* _Requirement_
Locate every line in the rows below that contains the word "metal" and copy each one.

(Object position labeling rows)

###

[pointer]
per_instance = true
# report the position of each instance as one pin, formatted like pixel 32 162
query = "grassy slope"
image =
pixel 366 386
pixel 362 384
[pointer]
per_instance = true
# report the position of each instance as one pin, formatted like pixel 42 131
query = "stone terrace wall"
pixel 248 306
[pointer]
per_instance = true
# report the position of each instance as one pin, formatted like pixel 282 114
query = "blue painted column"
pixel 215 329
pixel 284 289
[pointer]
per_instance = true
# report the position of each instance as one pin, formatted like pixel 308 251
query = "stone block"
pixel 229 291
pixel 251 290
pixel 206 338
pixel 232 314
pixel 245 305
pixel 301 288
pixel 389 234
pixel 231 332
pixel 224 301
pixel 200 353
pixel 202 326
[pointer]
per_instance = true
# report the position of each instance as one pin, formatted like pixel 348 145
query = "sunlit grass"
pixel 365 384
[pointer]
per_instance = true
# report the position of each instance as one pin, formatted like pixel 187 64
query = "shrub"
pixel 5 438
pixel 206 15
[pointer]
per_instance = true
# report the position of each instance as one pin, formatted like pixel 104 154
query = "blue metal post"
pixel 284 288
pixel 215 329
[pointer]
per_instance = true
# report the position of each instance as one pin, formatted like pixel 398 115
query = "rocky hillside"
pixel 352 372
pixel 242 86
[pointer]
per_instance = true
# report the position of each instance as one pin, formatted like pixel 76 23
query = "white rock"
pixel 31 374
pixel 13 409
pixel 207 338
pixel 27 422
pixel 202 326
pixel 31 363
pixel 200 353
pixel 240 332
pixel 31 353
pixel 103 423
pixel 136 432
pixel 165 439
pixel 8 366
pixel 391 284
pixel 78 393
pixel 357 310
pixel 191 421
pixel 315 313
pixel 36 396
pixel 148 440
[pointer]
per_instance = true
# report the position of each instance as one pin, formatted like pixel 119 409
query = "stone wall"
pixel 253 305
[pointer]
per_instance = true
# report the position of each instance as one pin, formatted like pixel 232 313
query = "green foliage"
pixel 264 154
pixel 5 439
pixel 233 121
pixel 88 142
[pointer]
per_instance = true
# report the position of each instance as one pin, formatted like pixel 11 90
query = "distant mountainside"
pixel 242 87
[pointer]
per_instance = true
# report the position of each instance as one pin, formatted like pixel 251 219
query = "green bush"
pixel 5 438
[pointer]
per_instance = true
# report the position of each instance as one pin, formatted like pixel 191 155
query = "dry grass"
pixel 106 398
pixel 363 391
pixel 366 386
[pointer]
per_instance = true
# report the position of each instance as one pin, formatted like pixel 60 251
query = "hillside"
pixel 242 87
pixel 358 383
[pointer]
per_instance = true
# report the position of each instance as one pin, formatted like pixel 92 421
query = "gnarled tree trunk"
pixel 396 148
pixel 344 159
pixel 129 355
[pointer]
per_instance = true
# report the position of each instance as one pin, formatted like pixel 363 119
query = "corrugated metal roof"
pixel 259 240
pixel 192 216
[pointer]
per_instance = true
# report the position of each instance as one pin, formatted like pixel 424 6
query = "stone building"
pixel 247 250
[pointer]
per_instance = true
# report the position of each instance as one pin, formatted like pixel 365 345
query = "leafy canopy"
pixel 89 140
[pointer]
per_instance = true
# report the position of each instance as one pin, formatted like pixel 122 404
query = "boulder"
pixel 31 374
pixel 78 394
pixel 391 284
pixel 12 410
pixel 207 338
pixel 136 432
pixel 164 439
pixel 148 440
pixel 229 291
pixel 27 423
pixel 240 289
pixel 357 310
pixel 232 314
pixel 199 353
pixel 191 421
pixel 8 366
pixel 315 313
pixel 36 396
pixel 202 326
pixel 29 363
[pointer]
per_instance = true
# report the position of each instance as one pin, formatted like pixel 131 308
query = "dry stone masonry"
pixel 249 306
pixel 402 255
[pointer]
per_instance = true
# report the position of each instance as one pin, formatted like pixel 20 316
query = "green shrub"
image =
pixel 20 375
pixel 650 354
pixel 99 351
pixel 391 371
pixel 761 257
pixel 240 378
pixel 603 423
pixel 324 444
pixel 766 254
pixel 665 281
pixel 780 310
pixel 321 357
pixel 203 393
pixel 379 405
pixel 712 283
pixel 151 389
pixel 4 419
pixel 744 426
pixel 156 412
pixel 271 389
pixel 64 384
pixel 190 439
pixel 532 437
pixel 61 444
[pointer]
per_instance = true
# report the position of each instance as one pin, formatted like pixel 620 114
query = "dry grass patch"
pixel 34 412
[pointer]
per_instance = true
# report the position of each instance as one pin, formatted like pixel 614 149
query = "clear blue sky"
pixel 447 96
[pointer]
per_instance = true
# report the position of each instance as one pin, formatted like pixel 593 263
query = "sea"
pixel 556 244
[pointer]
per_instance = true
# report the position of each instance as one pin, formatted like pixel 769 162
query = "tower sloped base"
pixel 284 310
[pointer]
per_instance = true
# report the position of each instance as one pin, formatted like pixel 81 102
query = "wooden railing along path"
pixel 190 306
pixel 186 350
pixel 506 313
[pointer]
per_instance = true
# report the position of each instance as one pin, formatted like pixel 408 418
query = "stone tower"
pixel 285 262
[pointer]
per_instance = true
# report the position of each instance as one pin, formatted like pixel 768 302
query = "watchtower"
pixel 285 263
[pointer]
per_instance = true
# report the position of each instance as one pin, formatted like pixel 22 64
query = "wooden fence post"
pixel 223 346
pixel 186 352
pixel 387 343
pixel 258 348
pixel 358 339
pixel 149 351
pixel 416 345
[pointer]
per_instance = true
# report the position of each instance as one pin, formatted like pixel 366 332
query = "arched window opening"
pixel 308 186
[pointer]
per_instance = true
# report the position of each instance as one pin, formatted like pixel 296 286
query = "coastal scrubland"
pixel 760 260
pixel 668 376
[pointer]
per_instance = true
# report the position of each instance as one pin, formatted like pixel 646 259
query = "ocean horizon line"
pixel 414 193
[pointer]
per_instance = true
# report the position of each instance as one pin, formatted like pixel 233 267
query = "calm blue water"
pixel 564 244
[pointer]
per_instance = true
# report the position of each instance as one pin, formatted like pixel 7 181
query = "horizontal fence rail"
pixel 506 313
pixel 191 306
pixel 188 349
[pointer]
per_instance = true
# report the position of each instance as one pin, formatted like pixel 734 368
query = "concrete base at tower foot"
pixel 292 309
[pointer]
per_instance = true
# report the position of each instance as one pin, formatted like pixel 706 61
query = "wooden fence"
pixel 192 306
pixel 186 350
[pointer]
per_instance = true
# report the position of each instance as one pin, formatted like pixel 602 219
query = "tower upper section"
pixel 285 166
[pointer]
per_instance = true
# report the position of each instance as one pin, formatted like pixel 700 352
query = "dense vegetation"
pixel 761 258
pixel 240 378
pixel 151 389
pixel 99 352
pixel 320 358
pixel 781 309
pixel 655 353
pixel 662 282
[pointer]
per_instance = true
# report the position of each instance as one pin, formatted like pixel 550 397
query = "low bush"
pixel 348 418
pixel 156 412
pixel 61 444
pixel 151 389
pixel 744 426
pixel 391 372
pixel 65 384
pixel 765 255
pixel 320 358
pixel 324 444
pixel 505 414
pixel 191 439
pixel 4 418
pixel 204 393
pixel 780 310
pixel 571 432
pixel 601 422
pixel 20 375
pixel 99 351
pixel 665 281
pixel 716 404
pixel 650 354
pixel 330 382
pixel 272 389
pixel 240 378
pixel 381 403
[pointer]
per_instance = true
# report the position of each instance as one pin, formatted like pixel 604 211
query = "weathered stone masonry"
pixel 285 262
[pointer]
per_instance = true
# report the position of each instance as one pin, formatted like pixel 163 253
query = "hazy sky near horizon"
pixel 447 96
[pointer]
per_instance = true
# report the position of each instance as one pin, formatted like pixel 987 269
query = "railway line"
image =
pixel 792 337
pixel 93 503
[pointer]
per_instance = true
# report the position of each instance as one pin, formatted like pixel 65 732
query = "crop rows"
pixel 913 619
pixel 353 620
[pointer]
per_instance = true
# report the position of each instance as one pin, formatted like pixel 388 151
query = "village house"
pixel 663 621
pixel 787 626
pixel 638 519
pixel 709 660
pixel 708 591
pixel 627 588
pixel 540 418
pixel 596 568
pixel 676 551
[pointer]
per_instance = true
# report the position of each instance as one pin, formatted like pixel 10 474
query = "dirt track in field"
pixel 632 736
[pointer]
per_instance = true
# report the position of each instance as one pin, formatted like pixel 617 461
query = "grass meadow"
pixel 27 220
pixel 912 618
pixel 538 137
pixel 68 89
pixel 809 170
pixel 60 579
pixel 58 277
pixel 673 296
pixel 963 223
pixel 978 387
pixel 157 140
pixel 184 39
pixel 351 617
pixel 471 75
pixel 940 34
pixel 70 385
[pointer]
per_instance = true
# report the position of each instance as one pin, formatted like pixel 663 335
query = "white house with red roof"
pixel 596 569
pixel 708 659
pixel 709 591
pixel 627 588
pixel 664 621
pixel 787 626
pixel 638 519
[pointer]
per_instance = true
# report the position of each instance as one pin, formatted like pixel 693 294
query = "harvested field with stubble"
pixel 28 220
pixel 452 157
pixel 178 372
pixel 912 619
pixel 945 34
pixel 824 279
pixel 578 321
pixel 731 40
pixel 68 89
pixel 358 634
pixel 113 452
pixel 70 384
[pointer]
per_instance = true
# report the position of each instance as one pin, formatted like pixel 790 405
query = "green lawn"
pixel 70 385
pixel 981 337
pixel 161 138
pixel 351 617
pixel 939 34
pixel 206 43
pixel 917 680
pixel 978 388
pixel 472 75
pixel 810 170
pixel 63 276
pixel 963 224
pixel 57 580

###

* _Written response_
query = "blue metal post"
query = "corrugated metal roof"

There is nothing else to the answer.